» Trecho para leitura:
Ontem, durante uma longa hora de conversa, dediquei-me amenizar o sofrimento e as ideias de meu filho mais novo.
Amuado, triste, raivoso com os 7 a 1 da Alemanha, não queria nem conversa sobre o assunto.
Dizia que queria destruir os alemães e tudo que fosse alemão.
– Até o cachorro-quente?
– O cachorro quente não é da Alemanha, é dos Estados Unidos.
– Mas a salsicha é da Alemanha…
– Então não como mais cachorro-quente!
– Nem hambúrguer?
E ele, com expressão de espanto e susto, já imaginando a renúncia ao McDonald’s, mais dolorosa que a do futebol que ele ainda não sabe saborear:
– Hambúrguer não é da Alemanha, esse eu sei que é dos Estados Unidos!

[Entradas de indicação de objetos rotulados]
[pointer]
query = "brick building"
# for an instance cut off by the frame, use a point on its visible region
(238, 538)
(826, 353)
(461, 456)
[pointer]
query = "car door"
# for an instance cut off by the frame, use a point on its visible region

» Tarefa solicitada: Por favor, atualize o trecho sobre os 7 a 1 entre "Dizia que queria" e "como mais cachorro-quente!", inclusive, substituindo "salsicha" por "mostarda".

» A solução:
Dizia que queria destruir os alemães e tudo que fosse alemão.
– Até o cachorro-quente?
– O cachorro quente não é da Alemanha, é dos Estados Unidos.
– Mas a mostarda é da Alemanha…
– Então não como mais cachorro-quente!